■ **GIVEN INSTRUCTION 1**
Print the part of the transcript below that opens with the words containing "Today, domestic violence" and closes with "his own words.", copying it word for word.
■ **GIVEN INSTRUCTION 2**
Rewrite the paragraph of the transcript that begins "Among those attending the conference" in a shorter form that keeps its main facts.
■ **GIVEN INSTRUCTION 3**
Answer these questions from the transcript, one answer per line, marked the same way:
(a) In what city are the domestic violence advocates and civil rights leaders meeting?
(b) What share of all intimate partner homicides do blacks account for, according to the institute cited?
(c) How many years did Warren Edwards spend in prison?

■ **DOCUMENT**
▽

From NPR News, this is NEWS & NOTES. I'm Tony Cox in for Farai Chideya.

Today, domestic violence advocates and civil rights leaders are meeting in Long Beach, California. They are forging a new coalition to fight the alarming incidence of abuse in African-American families. According to the University of Minnesota's Institute on Domestic Violence in the African-American Community, blacks account for nearly half of all intimate partner homicides - half.

Among those attending the conference is Warren Edwards. Now 51, and an Anger Management Counselor, he is no stranger to violence. Edwards abused former girlfriends, his first of two wives, and spent 10 years in prison for murdering a friend over an unpaid gambling debt. He started using violence as a young teenager crippled by low self-esteem. This is Warren Edwards in his own words.

Mr. WARREN EDWARDS (Anger Management Counselor): I can remember one day in junior high school I was dating a young lady. And I always wanted to be in control of the relationships that I was involved, whether it would be with male or female, you know, friendships or what have you.

△

■ **GIVEN DATA**
▽

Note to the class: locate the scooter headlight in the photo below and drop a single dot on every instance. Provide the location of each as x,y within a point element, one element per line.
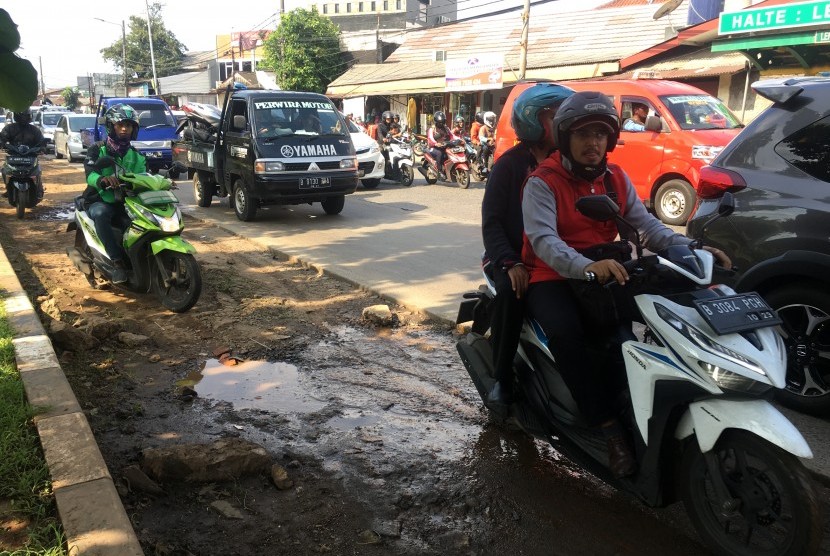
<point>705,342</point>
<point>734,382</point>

△
▽

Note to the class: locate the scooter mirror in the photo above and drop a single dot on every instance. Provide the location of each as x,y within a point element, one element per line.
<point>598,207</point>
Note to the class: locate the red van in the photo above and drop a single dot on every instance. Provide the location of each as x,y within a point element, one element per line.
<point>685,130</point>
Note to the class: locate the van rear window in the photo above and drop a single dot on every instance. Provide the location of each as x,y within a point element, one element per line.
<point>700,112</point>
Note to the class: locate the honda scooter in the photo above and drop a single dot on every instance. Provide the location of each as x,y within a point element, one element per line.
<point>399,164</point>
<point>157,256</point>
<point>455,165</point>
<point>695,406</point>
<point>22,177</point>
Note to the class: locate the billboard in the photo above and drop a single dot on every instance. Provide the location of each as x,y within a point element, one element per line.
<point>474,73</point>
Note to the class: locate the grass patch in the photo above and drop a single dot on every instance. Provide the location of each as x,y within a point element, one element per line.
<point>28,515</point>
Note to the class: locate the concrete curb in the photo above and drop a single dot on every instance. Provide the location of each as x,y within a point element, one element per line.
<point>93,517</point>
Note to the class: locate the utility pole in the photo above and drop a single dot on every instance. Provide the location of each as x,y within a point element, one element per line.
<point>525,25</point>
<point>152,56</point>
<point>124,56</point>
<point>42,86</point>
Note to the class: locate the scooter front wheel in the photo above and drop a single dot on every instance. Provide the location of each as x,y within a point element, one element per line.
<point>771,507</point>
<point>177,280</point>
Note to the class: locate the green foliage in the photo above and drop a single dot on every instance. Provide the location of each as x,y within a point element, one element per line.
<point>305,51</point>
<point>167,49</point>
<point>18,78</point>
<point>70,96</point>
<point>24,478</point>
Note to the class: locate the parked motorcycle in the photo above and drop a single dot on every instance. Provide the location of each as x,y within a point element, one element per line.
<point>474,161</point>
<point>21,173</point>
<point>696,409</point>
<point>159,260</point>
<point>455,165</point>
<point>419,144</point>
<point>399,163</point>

△

■ **TASK SOLUTION 1**
Today, domestic violence advocates and civil rights leaders are meeting in Long Beach, California. They are forging a new coalition to fight the alarming incidence of abuse in African-American families. According to the University of Minnesota's Institute on Domestic Violence in the African-American Community, blacks account for nearly half of all intimate partner homicides - half.

Among those attending the conference is Warren Edwards. Now 51, and an Anger Management Counselor, he is no stranger to violence. Edwards abused former girlfriends, his first of two wives, and spent 10 years in prison for murdering a friend over an unpaid gambling debt. He started using violence as a young teenager crippled by low self-esteem. This is Warren Edwards in his own words.

■ **TASK SOLUTION 2**
Warren Edwards, a 51-year-old anger management counselor, is attending the conference. He abused former girlfriends and the first of his two wives, and he served 10 years in prison for murdering a friend over an unpaid gambling debt. His violence began when he was a young teenager crippled by low self-esteem.

■ **TASK SOLUTION 3**
(a) Long Beach, California
(b) Nearly half
(c) 10 years